- _Aim of the exercise_: Pick out the lines below that contain the string "pointer" and copy them all.

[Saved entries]
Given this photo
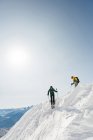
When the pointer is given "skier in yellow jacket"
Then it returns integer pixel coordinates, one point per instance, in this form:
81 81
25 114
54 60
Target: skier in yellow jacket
75 80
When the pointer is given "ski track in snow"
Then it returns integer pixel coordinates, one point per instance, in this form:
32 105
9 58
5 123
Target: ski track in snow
71 119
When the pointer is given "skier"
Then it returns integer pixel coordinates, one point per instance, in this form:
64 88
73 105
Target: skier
75 80
52 95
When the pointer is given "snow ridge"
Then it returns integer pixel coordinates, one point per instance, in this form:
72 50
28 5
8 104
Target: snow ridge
72 119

- _Answer to the problem_:
When the pointer is given "skier in yellow jacket"
When the pointer is given "ski track in snow"
When the pointer is given "skier"
When the pointer is given "snow ridge"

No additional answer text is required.